## Artikel
Gewinnung und Darstellung

Monoethanolamin wird großtechnisch durch Umsetzung von Ethylenoxid mit wässriger Ammoniaklösung bei Temperaturen von 40–130 °C und einem Druck von 90–130 bar in Gegenwart eines stark sauren Kationenaustauschers als Katalysator hergestellt.[9]

Als Nebenprodukte entstehen die höheren Ethanolamine, vor allem Diethanolamin und Triethanolamin. Durch einen Überschuss an Ammoniak kann der Anteil an Monoethanolamin stark erhöht werden. Die komplette Reaktion läuft bevorzugt in Rohr- oder Rohrbündelreaktoren ab. Die Reinigung und Aufarbeitung des Reaktionsgemisches erfolgt durch mehrstufige Destillation in Rektifikationskolonnen.[9]
Europas größter Hersteller ist die BASF SE mit Produktionsanlagen in Ludwigshafen am Rhein (130.000 t/a) und Antwerpen (110.000 t/a).[10]
Eigenschaften
Physikalische Eigenschaften
Monoethanolamin hat eine relative Gasdichte von 2,11 (Dichteverhältnis zu trockener Luft bei gleicher Temperatur und gleichem Druck) und eine relative Dichte des Dampf-Luft-Gemisches von 1,00 (Dichteverhältnis zu trockener Luft bei 20 °C und Normaldruck). Die spezifische Verdampfungsenthalpie beträgt 848,1 kJ·kg−1, die spezifische Wärmekapazität wurde hingegen mit 2,72 kJ·kg−1·K−1 bestimmt. Die Viskosität beträgt 23,2 mPa·s bei 20 °C.[8]
Chemische Eigenschaften
Monoethanolamin ist eine schwer entzündbare Flüssigkeit aus der Stoffgruppe der Aminoalkohole. Sie ist mit Wasser und vielen Alkoholen mischbar. Des Weiteren ist Ethanolamin hygroskopisch und absorbiert Wasserdampf und Kohlenstoffdioxid. Die Flüssigkeit ist schwer bzw. sehr schwer flüchtig. Bei Kontakt mit Acrolein oder Acrylsäure kann der Stoff polymerisieren. Außerdem reagiert Monoethanolamin stark mit Oxidationsmitteln und Säuren sowie Eisen-Schwefel-Verbindungen. Eine wässrige Lösung der Konzentration 100 g/l weist bei 20 °C einen pH-Wert von 12,1 auf. Folglich reagieren Lösungen von Monoethanolamin stark alkalisch.[2][4]
Verwendung
Monoethanolamin wird verwendet:
- als Ersatz für Natronlauge in Backofenreinigern
- als Zusatz in Kühlschmierstoff
- in der Zellstoffindustrie als organisches Lösungsmittel
- in der Farbstoffindustrie
- als Mahlhilfsmittel für Zement
- als Zusatz in Reinigungsmitteln und Kosmetika (Fettsäure-Derivat für Detergenzien)[2]
- als Absorptionsmittel für Kohlenstoffdioxid und Schwefelwasserstoff in der Aminwäsche wie im Direct-air-capture-Verfahren oder in Atom-U-Booten
- als Zwischenprodukt bei der Herstellung von Tensiden
- in der Medizin
- Herstellung des Salzes Ethanolamin·HF, eines Hydrofluorides. Dieses patentierte[11][12] Aminfluorid wurde früher als Wirkstoff in einer Zahncreme unter dem Handelsnamen Biox Fluor® von der Knoll AG, Ludwigshafen, vermarktet.

## Aufgabe
Beantworte anhand des Artikels über Monoethanolamin:
(a) Bei welchem Druck wird Monoethanolamin großtechnisch hergestellt?
(b) Welchen pH-Wert hat eine wässrige Lösung mit 100 g/l bei 20 °C?
(c) Welchen Stoff ersetzt Monoethanolamin in Backofenreinigern?

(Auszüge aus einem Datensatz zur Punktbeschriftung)
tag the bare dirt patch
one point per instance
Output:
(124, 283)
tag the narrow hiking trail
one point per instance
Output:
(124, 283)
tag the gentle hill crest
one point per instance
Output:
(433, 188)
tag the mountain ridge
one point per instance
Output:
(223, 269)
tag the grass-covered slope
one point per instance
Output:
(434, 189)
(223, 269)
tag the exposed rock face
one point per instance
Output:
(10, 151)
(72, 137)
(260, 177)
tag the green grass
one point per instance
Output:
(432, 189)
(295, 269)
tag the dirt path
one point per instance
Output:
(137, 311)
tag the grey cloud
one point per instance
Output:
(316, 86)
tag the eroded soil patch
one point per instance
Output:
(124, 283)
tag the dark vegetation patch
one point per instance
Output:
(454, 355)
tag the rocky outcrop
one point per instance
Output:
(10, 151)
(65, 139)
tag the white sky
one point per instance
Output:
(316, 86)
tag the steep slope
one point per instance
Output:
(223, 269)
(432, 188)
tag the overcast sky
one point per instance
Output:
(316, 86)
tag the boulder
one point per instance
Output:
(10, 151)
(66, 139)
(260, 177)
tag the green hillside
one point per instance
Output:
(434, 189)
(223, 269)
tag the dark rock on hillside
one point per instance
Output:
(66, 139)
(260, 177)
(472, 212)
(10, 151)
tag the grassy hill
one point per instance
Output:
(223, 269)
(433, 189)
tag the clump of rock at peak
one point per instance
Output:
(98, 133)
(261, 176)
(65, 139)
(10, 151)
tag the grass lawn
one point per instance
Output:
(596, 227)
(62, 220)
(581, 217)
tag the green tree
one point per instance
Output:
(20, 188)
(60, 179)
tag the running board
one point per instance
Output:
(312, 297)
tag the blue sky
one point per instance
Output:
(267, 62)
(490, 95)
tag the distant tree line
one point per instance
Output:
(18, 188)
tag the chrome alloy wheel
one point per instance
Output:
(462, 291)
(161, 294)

## Lösung
(a) Bei 90–130 bar.
(b) 12,1.
(c) Natronlauge.